Copy the entries without a single change. Pictures should be dropped.

----- Study material -----

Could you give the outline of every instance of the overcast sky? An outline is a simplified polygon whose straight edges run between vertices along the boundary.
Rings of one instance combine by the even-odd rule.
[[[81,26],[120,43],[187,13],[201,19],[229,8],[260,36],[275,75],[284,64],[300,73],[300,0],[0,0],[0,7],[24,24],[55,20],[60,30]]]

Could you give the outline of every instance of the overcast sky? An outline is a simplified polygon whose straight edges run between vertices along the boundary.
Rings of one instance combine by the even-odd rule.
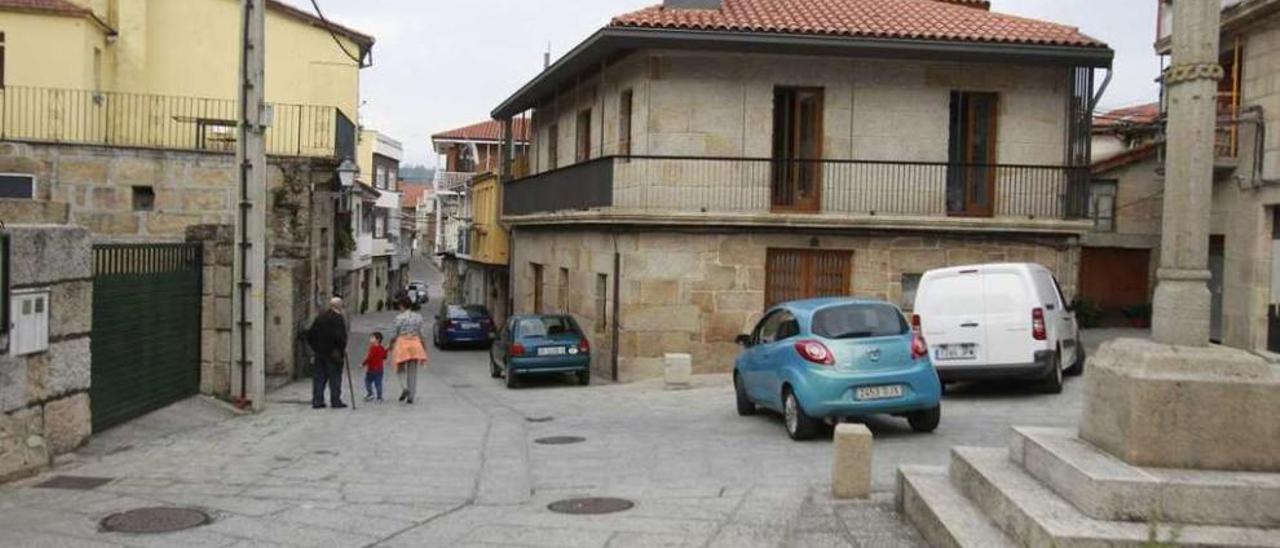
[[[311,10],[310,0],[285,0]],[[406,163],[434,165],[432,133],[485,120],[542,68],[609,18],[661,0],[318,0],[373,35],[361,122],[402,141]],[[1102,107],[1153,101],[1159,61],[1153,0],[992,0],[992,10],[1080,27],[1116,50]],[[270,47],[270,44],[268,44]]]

-----

Answer to the exercise:
Could you give the outline of every instance of the overcast sky? An outline is a simplified polygon whose straight edges run between vertices along the boundary.
Rings of one instance combine by the even-odd rule.
[[[81,26],[120,43],[187,13],[201,19],[229,8],[260,36],[275,75],[284,64],[300,73],[300,0],[0,0],[0,7],[24,24],[55,20],[60,30]]]

Could you give the outline of every instance of the overcast sky? An outline is a simplified polygon whose straight edges run between vertices along the boundary.
Rings of one instance combine by the even-odd rule.
[[[311,10],[310,0],[285,0]],[[406,163],[434,165],[432,133],[485,120],[542,68],[609,18],[661,0],[318,0],[373,35],[361,122],[402,141]],[[1102,107],[1153,101],[1159,61],[1153,0],[992,0],[992,10],[1080,27],[1116,50]],[[270,47],[270,44],[268,44]]]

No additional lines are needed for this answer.